Task item: The reply should hold every entry exactly as written and none of the pictures.

───

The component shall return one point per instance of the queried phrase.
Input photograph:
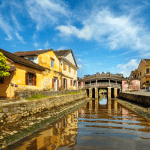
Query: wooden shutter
(63, 83)
(66, 83)
(26, 78)
(34, 80)
(52, 83)
(57, 85)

───

Exercise solution:
The component shall return one point per instance of the queried phrase.
Input photograph:
Query: wooden shutter
(63, 83)
(66, 83)
(26, 78)
(34, 80)
(52, 83)
(57, 85)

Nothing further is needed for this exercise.